The answer should consist of each line below that contains the word "ridge".

:: Records for this task ::

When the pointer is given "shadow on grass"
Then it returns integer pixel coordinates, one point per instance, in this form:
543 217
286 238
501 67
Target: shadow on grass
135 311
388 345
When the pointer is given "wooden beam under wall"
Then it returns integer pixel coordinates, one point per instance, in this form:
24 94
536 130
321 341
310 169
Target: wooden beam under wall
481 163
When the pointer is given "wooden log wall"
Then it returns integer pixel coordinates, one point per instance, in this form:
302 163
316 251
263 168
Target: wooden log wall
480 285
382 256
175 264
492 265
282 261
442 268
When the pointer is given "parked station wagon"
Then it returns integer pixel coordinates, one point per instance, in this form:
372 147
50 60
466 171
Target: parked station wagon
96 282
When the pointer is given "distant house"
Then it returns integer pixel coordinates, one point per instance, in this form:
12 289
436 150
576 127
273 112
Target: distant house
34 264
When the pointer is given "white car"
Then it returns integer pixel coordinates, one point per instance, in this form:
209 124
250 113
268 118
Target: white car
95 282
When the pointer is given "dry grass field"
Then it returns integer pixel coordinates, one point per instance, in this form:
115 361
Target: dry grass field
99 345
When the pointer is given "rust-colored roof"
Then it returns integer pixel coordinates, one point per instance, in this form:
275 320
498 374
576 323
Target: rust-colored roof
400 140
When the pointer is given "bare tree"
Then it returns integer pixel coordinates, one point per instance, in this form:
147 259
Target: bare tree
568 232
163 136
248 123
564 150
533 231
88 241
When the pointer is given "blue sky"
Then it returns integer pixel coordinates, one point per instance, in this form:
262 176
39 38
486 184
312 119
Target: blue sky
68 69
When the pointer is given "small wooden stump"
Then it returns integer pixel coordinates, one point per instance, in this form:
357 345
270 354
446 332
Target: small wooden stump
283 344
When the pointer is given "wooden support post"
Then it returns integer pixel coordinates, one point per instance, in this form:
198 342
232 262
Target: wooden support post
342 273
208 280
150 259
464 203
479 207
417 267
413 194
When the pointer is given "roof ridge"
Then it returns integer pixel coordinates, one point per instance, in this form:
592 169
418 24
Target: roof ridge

:::

• _Exercise response_:
When the pointer is given "roof ridge"
Target: roof ridge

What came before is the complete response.